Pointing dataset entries
· · ·

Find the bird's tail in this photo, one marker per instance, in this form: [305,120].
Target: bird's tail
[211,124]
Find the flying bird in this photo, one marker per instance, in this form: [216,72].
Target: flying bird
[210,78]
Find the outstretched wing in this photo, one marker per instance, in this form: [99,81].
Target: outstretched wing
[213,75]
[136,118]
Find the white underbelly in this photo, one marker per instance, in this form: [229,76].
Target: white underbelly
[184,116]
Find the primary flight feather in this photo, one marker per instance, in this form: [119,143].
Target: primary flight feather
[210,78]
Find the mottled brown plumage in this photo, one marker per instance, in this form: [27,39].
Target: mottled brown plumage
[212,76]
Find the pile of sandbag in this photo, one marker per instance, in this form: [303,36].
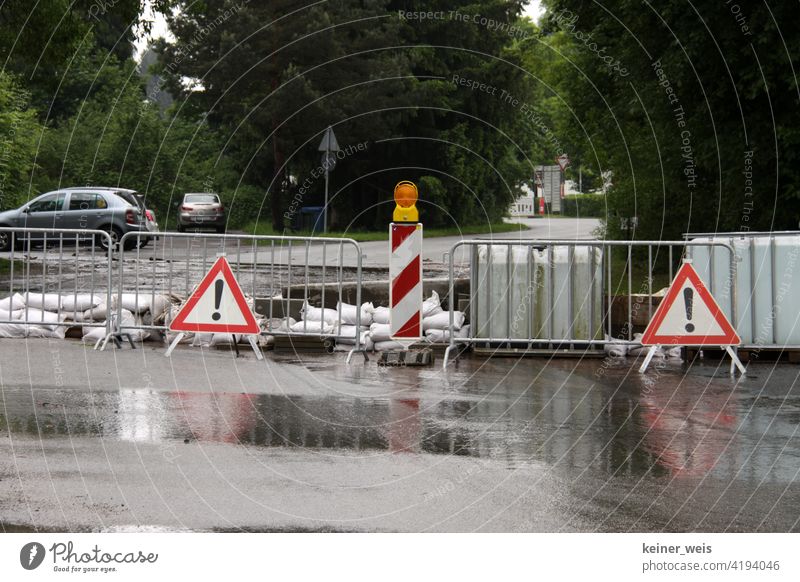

· · ·

REQUIRED WORK
Report every line of the entries above that contains the word "mottled", matching case exactly.

WRITTEN SOLUTION
Find the mottled brown plumage in this photo, one marker per instance, in this form: [27,39].
Target: mottled brown plumage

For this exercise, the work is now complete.